» AIM: Set out every one of the rows below as a numbered list, skipping any blank lines.

» EXTRACTED MATERIAL:
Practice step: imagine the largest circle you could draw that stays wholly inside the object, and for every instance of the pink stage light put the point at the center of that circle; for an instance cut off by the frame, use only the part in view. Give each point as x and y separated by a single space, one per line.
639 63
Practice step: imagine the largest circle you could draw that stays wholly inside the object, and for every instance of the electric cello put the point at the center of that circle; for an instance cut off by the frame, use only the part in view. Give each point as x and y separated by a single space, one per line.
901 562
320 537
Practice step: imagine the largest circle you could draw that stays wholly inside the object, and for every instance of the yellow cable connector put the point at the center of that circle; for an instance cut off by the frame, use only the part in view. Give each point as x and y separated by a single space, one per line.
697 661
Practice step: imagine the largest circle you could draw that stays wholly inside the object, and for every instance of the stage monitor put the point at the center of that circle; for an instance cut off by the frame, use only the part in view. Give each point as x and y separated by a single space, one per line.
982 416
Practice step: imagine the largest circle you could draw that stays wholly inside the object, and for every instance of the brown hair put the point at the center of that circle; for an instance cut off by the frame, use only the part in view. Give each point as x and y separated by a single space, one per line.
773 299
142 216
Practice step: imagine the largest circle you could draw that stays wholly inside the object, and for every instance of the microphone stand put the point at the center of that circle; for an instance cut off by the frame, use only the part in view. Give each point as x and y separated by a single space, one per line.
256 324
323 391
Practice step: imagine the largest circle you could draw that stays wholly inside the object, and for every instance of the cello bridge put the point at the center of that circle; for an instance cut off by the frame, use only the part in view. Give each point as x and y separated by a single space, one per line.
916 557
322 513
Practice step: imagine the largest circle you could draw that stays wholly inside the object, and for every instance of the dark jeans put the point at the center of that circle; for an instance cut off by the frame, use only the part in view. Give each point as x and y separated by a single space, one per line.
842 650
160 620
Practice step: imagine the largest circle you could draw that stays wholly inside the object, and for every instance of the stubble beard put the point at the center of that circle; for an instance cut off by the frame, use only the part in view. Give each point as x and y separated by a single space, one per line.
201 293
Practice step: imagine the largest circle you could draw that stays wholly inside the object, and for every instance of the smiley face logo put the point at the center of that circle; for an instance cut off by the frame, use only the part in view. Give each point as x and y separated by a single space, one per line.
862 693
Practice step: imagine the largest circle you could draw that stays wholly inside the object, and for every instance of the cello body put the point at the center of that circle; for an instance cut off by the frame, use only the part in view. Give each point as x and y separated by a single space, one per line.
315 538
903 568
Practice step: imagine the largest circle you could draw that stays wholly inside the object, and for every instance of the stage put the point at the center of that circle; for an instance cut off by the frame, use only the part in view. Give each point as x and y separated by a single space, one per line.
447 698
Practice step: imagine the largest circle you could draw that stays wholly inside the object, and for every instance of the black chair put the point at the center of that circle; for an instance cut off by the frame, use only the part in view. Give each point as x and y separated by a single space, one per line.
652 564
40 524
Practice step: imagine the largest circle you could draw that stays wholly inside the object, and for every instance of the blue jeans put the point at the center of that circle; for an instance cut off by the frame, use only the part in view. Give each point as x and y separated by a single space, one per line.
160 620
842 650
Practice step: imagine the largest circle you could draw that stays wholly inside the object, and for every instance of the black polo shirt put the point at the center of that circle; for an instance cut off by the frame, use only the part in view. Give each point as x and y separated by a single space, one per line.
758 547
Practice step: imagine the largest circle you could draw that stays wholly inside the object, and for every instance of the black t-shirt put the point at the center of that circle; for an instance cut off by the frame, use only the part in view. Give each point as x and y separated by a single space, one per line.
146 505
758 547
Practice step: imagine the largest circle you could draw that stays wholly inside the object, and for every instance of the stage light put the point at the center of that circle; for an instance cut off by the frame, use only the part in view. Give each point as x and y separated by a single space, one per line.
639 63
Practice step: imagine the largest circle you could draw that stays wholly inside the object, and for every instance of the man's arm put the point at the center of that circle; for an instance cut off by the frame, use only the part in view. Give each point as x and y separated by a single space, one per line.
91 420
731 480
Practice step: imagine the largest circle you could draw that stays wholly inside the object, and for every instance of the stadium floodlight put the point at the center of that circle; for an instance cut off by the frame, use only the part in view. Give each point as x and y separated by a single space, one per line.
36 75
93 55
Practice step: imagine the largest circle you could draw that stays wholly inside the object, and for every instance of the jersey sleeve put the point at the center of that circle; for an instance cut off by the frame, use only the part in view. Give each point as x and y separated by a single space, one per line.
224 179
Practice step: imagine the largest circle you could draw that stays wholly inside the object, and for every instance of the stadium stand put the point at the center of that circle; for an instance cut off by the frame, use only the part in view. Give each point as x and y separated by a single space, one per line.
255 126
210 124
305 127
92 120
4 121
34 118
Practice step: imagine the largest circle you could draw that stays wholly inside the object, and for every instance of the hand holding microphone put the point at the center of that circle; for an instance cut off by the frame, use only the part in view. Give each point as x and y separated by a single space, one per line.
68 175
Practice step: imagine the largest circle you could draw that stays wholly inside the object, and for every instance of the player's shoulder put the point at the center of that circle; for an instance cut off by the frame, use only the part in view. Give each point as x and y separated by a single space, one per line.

» FULL ANSWER:
1. Practice step: imagine the largest circle you could draw that stays wholly inside the object, and for every instance of the pink stage light put the point at the center of that circle; for an instance cut off by the frame, use only the part in view. Give each point as x and y separated by a single space, one per line.
2. 639 63
3. Practice step: imagine the largest circle you could draw that stays wholly inside the object, and for every instance of the electric cello put the point at the center of that circle; for an instance cut off by the frame, use only the part in view. Give each point as x and y separated by a single space, one per line.
4. 901 562
5. 320 537
6. Practice step: imagine the largest circle you could draw that stays wholly inside the object, and for every instance of the yellow cable connector put the point at the center of that circle; for an instance cut off by the frame, use only the part in view. Give each point as x and y separated by a single space, one per line.
7. 697 661
8. Practice step: imagine the largest circle you could draw that stays wholly inside the object, and for every instance of the stage monitor put the point at the center of that circle; for an instance cut off by the frame, use only the part in view. Give each point as x and y separated by a single space, one per line.
9. 982 416
10. Practice step: imagine the largest circle you could draw that stays wholly inside the object, and for every instance of the brown hair put the point at the center of that circle; for an instance cut off by the frame, use only the part in view. Give each point as x and y separated by a single space, one per line.
11. 773 299
12. 142 216
13. Practice step: imagine the largest circle you could draw that stays wholly inside the object, and for every instance of the microphone stand put the point at the center of that circle; for an instance cut off by the frame, use only the part in view. Give each point as x and y separated by a single space, one per line.
14. 256 324
15. 323 391
16. Practice step: imagine the largest circle you could draw that stays wholly inside the object, and for every instance of the cello bridge put the point at the center of that circle; for an instance cut off by the frame, use only the part in view. Give each point as x and y separated by a single space, one per line.
17. 916 557
18. 322 513
19. Practice step: imagine the largest circle you could draw that stays wholly inside the object, and for every instance of the dark jeans put the point at the center of that circle; for an instance cut off by the frame, use only the part in view. Give each point as x and y separated by a single space, one per line.
20. 842 650
21. 160 620
22. Practice step: imagine the largest circle you could draw that stays wholly inside the object, and for every instance of the stubble beard put the point at the center of that circle; for an instance cut off by the frame, use only the part in view. Give each point as x and y separated by a single space, one per line.
23. 201 293
24. Practice step: imagine the largest circle you could draw that stays wholly inside the object, and for every instance of the smiley face logo put the point at the center of that circle; for an instance cut off by the frame, use only the part in view. Give each point as x and y separated by a single space, one per line.
25. 862 693
26. Practice step: imagine the largest circle you could draw that stays wholly inside the object, and for every instance of the cello body put the point at the center of that circle; for an instance cut off by the frame, use only the part in view. Give each point as x and y separated by a single space, one per line.
27. 315 538
28. 903 568
29. Practice step: imagine the largest circle you could draw that stays wholly inside the object, and for every instance of the stage put the point at the center of that circle; for an instance cut off by the frame, use only the part in view. Give each point as x and y separated by a single space, one per line.
30. 447 698
31. Practice step: imagine the largest circle you could draw that stays wholly inside the object, and for every instance of the black chair put the point at the center of that circle; for an instance cut off by the frame, use only the part in view. Give each point as x and y separated by a single space, one per line.
32. 652 564
33. 40 524
34. Practice step: imagine the largest circle you could draw that stays wholly inside the object, and for every instance of the blue jeans put the point at the center of that circle; for an instance cut off by the frame, use only the part in view. Give each point as x and y separated by a single space, one per line.
35. 160 620
36. 842 650
37. Practice step: imagine the largest circle you could draw that stays wholly inside the object, and for every instance of the black polo shirt put the point at the center of that circle; for an instance cut off by the frame, use only the part in view. Give each point as x and y separated by a single space, one per line.
38. 758 547
39. Practice step: imagine the largest circle you could draw that stays wholly inside the object, and for every instance of the black t-shirt put the point at the center of that circle; for an instance cut off by the frame, use only the part in view. Give each point as x and y separated by a single space, one per line.
40. 146 505
41. 758 547
42. Practice step: imagine the largest circle you could draw that stays wholly inside the object, and for every instance of the stage light put the point at the center of that circle; for an instance cut off by the frame, use only the part in view. Give each point as x and y separated by a single space, one per line.
43. 639 63
44. Practice step: imagine the largest circle you could draw that stays wholly inside the object, and for every instance of the man's arm put the point at the center of that circle; for an instance cut off by the frame, use only the part in view. Give each point as x and y separated by a single space, one per line.
45. 91 420
46. 731 480
47. Practice step: imagine the largest circle you could draw that stays wholly inside the object, and for every instance of the stadium floodlight put the point at the center of that circle; for an instance cut off by the frame, use only the part in view. Give each point as x and y separated by a single space, one per line.
48. 36 75
49. 93 55
50. Practice step: imagine the largest circle you could draw that stays wholly inside the object, and for every instance of the jersey sleeve put the point at the center of that circle; for an instance cut off by the frame, use only the part in view. Give each point as x and y separated by a single space, one per line.
51. 224 179
52. Practice step: imagine the largest circle you could draw that stays wholly inside the object, and for every instance of the stadium stand put the point at the center of that circle; for an instance cut off by the frame, use only the part in view. Give each point as x and y separated by a single space, one per line.
53. 255 126
54. 210 124
55. 305 127
56. 92 120
57. 4 121
58. 34 118
59. Practice step: imagine the largest circle you could draw that stays wholly inside the object, and for every instance of the hand holding microphone put the point at the center of that circle; for an instance cut off by the frame, use only the part in view. Give each point as x and y separated by a single space, one per line.
60. 68 175
61. Practice step: imagine the largest circle you could draw that stays wholly inside the object, and for every instance of the player's shoulder put the point at the center of that circle; for an instance cut off by the frame, use only the part in view. Give each point as x and y separated by a single space, one per line.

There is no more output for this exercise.